→ **Tasks to complete**:
[A] According to the article on Flirtey's delivery drones, what is the range of each Flirtey hexacopter?
[B] Using the article on Flirtey's delivery drones, decide whether each statement agrees with it: (i) The Fastway Couriers drone route took less than 5 minutes. (ii) The hexacopters drop their cargo by parachute. (iii) The Taobao test let 450 people order ginger tea.

→ **Given passage**:
"""
Flirtey Delivery Drones to Make Historic “Kitty Hawk” Flight

Unmanned Cargo Delivery Concept – Chronicle 07

Cargo Delivery Drones – Flying Soon Near You (June 25, 2015)

(Editor’s Note: Throwback to my third LinkedIn article regarding unmanned cargo)

It has been a year of firsts for the commercial drone delivery concept.

In February, Alibaba’s online marketplace, Taobao, partnered up with YTO Express to run a real world test in Beijing, Guangzhou and Shanghai, allowing 450 people (on a first-come-first-served basis) to order ginger tea and receive it via UAV in less than an hour

In June, Fastway Couriers teamed up with Flirtey to successfully carry out drone parcel deliveries in New Zealand by transporting automobile parts along a 1.9 km (1.2 mile) route in less than 5 minutes, compared to 20 minutes by traditional courier.  

And now, Flirtey is at it again. The Australian commercial drone startup, in partnership with NASA and Virginia Tech, will be the first company to demonstrate the practicality of commercial drone deliveries in the US as part of a Federal Aviation Administration (FAA) approved test flight slated for July 17. Flirtey’s hexacopter UAVs and NASA’s fixed-winged aircraft will deliver pharmaceuticals to a free medical clinic in Wise, Virginia as part of the “Let’s Fly Wisely” event, which aims to demonstrate how drones can improve health care access and create economic opportunities.  A total of 24 packages will be delivered by Flirtey’s hexacopters, which are made from carbon fiber, aluminum and 3D printed components. Each lightweight, multi-rotor UAV has a range of 30 kilometers (20 miles). They feature built-in safety measures, such as low-battery alert and low GPS signal/full communication loss auto-return to a safe location. Cargo is lowered via a tether attached to the underside. As Flirtey Co-Founder and CEO Matt Sweeny stated, “This is a Kitty Hawk moment not just for Flirtey, but for the entire industry.”

No kidding.

If the flight proves successful, this will definitely be the turning point for commercial package delivery drone systems in the United States. With US regulations for commercial drones likely be finalized and in place within a year, a positive demonstration by Flirtey will certainly influence the FAA’s present stance which currently only allows for low-altitude flights of small drones within the visual line of sight of ground-based pilots.

A successful flight could also help allay people’s resistance to widespread deployment which, as naysayers like to point out, could lead to potentially crowded skies filled with thousands of delivery drones buzzing around with small packages and blocking out the sky. Dedicated “air lanes” and air traffic control systems such as the cellular tower based, “geo-fencing” system proposed by NASA and Verizon will be key to avoiding such a bleak dystopian future outlook.  Furthermore, as seen with the public’s reaction to the fake video of a drone colliding with a Southwest Airlines airplane and shearing off the tip of its winglet, further development and deployment of sense-and-avoid sonar technology such as the eBumper System for the DJI Phantom or the ultrasonic sensor/stereo camera visual positioning guidance system from DJI will need to be a requirement for all drones.

All in all, a lot is riding on this historic July 17 drone flight. How rapidly drones are embraced for package delivery purposes, and whether the US is ready for such systems, might just depend on the outcome of the Flirtey flight.  However, given Flirtey’s excellent track record, the future of the cargo drone delivery concept is certainly looking bright.
"""
→ **Available data**:
"""
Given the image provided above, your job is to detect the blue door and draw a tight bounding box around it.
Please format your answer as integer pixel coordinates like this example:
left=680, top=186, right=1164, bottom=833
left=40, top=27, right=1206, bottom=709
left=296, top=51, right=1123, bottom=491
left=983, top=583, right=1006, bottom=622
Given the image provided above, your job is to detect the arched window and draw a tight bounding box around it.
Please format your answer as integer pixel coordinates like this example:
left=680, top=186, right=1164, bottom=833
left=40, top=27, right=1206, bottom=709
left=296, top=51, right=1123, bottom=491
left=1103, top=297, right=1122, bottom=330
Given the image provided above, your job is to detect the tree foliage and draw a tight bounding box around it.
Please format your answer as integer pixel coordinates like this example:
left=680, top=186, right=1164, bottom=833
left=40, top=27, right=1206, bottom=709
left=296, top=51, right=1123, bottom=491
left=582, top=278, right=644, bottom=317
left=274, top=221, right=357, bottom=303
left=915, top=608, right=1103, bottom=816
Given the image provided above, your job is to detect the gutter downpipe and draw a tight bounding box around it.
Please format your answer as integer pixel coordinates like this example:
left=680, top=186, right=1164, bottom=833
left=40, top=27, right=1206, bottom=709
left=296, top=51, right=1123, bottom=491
"""
→ **Numbered responses**:
[A] 30 kilometers (20 miles).

[B]
(i) Yes: "transporting automobile parts along a 1.9 km (1.2 mile) route in less than 5 minutes"
(ii) No: "Cargo is lowered via a tether attached to the underside."
(iii) Yes: "allowing 450 people (on a first-come-first-served basis) to order ginger tea"